[Stated goal 1]
Extract each line of the records below that contains the string "building". Case counts.

## Start Text to read

In defense of Liefeld

With hashtag= traffic fantasy bloggers live in and the Deadpool movie about to come out, it isn’t much of a shock I saw a blog recently bashing Rob Liefeld’s comic book illustration abilities.  As the movie gets closer we’ll probably be seeing them daily, from people trying to get traffic to their site in as backhanded a way as I can think of.



You can read it here if you want, but it’s all the usual swipes at the guy…The torsos are too big, the waists are too small, he can’t draw feet so he hides them…you know the drill, by now if you follow comic books, and if you don’t, all you have to know is the guy has a half-dozen things or so that are painfully obvious that he keeps doing wrong.  Because he became hugely successful at a young age and seemingly didn’t have to pay any dues, he’s a favorite target of critics…even though you could list as many painfully obvious, consistently wrong, flaws in almost every illustrator.

As I like to say,  “style is just doing something wrong consistently”

Jack Kirby couldn’t draw women’s heads, or hands correctly. John Byrne only knows how to draw two faces, male and female, and without costumes you’d never be able to tell the difference between Captain America, and Hawkeye.  Frank Miller doesn’t draw anything correctly.

I’m not saying Rob is on par with these men, I’m just pointing out that whether it is a “flaw” or “style” is in the eye of the beholder.  And if that eye belongs to the green eyed monster ( envy, not the Hulk) then yeah…you think Rob sucks.

I dunno, I’m not really on board with all the Liefeld bashing that goes on. it’s a unique situation, he was just a dumb kid when he started and everyone made him famous and then it was one deadline after the next, you only have so much time for learning in a situation like that. While there is a lot of stuff he didn’t bother to learn to do correctly, I can’t say he isn’t putting full effort into things. Look at all the detail, the man did work hard.

## End Text to read
## Start Information provided

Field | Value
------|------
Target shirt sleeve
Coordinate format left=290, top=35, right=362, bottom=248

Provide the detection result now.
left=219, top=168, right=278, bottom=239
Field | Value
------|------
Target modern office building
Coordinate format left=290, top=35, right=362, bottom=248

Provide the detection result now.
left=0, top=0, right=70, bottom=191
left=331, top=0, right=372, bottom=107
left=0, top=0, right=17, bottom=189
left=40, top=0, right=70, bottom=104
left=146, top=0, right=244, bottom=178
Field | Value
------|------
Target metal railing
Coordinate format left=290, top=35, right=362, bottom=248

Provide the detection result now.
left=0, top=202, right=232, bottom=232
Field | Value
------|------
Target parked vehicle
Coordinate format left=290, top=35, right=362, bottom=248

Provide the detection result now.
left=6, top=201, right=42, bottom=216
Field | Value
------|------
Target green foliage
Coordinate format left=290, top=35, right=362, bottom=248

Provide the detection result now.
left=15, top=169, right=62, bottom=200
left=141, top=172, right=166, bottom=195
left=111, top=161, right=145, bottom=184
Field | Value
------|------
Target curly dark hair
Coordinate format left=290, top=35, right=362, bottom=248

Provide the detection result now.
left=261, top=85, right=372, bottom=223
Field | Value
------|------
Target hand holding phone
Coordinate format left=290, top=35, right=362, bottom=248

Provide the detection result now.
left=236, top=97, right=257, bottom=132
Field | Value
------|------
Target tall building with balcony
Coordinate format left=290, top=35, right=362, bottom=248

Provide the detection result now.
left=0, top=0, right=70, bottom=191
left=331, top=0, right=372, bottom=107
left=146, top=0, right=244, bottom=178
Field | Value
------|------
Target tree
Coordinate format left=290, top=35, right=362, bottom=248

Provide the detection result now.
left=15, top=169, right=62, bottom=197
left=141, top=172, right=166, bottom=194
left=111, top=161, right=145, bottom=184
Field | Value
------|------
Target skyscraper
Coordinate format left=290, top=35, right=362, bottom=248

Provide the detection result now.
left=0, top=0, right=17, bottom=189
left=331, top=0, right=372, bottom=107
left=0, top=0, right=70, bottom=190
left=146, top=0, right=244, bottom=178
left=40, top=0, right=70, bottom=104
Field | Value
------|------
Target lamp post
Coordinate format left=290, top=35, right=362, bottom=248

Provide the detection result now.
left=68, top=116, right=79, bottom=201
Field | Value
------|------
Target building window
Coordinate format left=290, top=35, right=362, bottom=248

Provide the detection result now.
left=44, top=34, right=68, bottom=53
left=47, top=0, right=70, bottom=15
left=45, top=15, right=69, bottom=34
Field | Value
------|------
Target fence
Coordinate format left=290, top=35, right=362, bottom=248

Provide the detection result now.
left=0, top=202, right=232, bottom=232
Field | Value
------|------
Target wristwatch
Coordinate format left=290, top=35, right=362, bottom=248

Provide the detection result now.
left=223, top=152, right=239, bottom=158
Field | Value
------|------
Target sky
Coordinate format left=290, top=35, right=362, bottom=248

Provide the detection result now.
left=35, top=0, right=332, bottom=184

## End Information provided

[Stated goal 2]
Edit the blog post on Liefeld above from "Jack Kirby couldn’t" to "draw anything correctly.", replacing "Hawkeye" with "Thor".

[Task answer 1]
Target modern office building
Target tall building with balcony
Target building window

[Task answer 2]
Jack Kirby couldn’t draw women’s heads, or hands correctly. John Byrne only knows how to draw two faces, male and female, and without costumes you’d never be able to tell the difference between Captain America, and Thor.  Frank Miller doesn’t draw anything correctly.